_Work order 1_
Name every organization the biography mentions by name.
_Work order 2_
Rewrite the stretch of the biography from "John grew up" through "the animal trade.", swapping "Biology" out for "Chemistry".

_Passage provided_
John grew up in Greenville, South Carolina and attended Clemson University as more than 40 other family members before him had done. He studied Biology and Anthropology with dreams of becoming a zookeeper. After graduating, he set out for California where he had been offered a summer internship with the Performing Animal Welfare Society which operates a 2,500 acre private elephant sanctuary for victims of the animal trade.
Not wanting to head home after the internship, he made his way to Corvallis, Oregon to further study Zoology. He concurrently worked at the local food coop and as a chef at the only vegetarian restaurant in town. It was while serving in these positions that he developed a love for cooking and excellent ingredients. After a brief stint at Brad’s World Reptiles, a private herpetology collection of more than 2,000 exotic snakes, lizards and turtles, his passions turned to working with adolescent primates of the Homo sapiens variety.

_Supplied information_
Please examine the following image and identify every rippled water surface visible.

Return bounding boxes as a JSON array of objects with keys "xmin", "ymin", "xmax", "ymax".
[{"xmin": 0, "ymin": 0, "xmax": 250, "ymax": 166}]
---
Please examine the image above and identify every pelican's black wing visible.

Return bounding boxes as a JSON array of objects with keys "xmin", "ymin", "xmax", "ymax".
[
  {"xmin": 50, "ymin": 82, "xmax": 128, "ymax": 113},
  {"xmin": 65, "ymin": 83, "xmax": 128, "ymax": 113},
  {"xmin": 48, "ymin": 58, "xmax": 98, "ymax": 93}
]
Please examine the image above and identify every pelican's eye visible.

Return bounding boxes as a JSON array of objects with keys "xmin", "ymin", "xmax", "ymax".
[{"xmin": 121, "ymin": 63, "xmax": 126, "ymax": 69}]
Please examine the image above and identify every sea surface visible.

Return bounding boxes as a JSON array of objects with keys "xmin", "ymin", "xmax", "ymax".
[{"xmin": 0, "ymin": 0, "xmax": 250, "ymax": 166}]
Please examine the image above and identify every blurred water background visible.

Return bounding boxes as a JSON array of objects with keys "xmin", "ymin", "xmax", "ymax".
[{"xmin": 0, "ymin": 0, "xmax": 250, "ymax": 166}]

_Task output 1_
Clemson University, the Performing Animal Welfare Society, and Brad’s World Reptiles.

_Task output 2_
John grew up in Greenville, South Carolina and attended Clemson University as more than 40 other family members before him had done. He studied Chemistry and Anthropology with dreams of becoming a zookeeper. After graduating, he set out for California where he had been offered a summer internship with the Performing Animal Welfare Society which operates a 2,500 acre private elephant sanctuary for victims of the animal trade.